-- start PROVIDED MATERIAL --
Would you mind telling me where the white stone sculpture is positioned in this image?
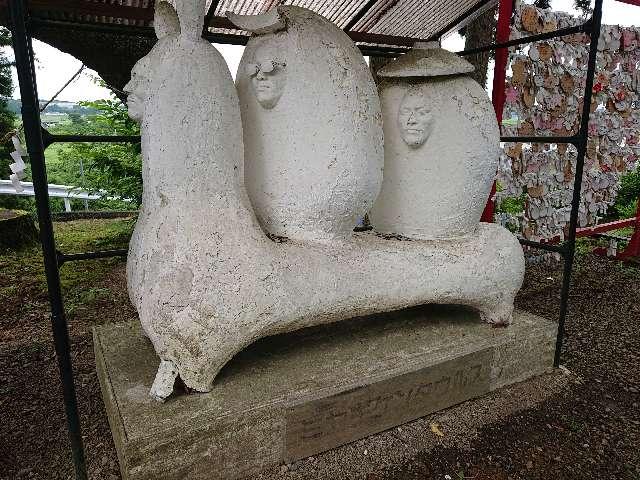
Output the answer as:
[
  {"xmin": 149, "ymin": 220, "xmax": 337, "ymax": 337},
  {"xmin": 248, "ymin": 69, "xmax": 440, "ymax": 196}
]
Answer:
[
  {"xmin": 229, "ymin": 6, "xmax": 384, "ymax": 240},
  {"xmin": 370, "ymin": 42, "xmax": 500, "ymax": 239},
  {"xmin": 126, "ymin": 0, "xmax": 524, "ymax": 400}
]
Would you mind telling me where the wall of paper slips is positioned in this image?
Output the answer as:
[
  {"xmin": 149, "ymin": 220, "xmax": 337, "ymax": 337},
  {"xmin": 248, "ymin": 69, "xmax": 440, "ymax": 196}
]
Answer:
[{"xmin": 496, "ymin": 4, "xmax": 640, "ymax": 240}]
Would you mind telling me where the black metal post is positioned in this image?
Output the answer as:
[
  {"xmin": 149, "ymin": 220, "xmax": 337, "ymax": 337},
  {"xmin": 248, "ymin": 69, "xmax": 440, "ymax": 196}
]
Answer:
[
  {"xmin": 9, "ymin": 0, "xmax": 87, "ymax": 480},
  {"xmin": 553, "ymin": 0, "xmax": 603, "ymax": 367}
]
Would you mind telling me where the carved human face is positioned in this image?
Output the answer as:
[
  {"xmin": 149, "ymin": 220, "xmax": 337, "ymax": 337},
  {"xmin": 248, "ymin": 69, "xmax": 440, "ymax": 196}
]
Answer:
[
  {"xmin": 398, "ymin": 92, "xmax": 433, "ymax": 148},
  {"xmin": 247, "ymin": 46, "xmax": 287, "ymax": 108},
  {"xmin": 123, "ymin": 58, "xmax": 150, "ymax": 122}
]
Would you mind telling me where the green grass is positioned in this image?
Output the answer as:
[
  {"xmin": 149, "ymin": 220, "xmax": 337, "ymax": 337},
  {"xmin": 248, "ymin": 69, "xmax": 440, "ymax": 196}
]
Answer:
-- end PROVIDED MATERIAL --
THE PROBLEM: Rewrite all of the records above, changing "positioned" to "located" wherever it occurs and leaving everything else as it is. Omit the picture from your answer.

EXPECTED ANSWER:
Would you mind telling me where the white stone sculpture is located in this image?
Output the answer as:
[
  {"xmin": 149, "ymin": 220, "xmax": 337, "ymax": 337},
  {"xmin": 248, "ymin": 69, "xmax": 440, "ymax": 196}
]
Answer:
[
  {"xmin": 229, "ymin": 6, "xmax": 384, "ymax": 240},
  {"xmin": 370, "ymin": 42, "xmax": 500, "ymax": 239},
  {"xmin": 126, "ymin": 0, "xmax": 524, "ymax": 400}
]
Would you mind telling me where the wall of paper slips is located in this image?
Output the answer as:
[
  {"xmin": 149, "ymin": 220, "xmax": 337, "ymax": 337},
  {"xmin": 248, "ymin": 69, "xmax": 440, "ymax": 196}
]
Answer:
[{"xmin": 496, "ymin": 4, "xmax": 640, "ymax": 240}]
Would you mind telling me where the black metal post is located in this image?
Output the answer as:
[
  {"xmin": 149, "ymin": 220, "xmax": 337, "ymax": 337},
  {"xmin": 248, "ymin": 69, "xmax": 440, "ymax": 196}
]
Answer:
[
  {"xmin": 9, "ymin": 0, "xmax": 87, "ymax": 480},
  {"xmin": 553, "ymin": 0, "xmax": 603, "ymax": 367}
]
Would you mind telling me where the carved human face is located in this image?
Output the answer as:
[
  {"xmin": 149, "ymin": 220, "xmax": 337, "ymax": 337},
  {"xmin": 248, "ymin": 69, "xmax": 440, "ymax": 196}
]
Answer:
[
  {"xmin": 398, "ymin": 92, "xmax": 433, "ymax": 148},
  {"xmin": 247, "ymin": 46, "xmax": 287, "ymax": 108},
  {"xmin": 123, "ymin": 58, "xmax": 150, "ymax": 122}
]
Would you mind telling me where the green grass is located in this image?
Output the answer as:
[
  {"xmin": 149, "ymin": 220, "xmax": 337, "ymax": 337},
  {"xmin": 248, "ymin": 69, "xmax": 440, "ymax": 196}
]
Answer:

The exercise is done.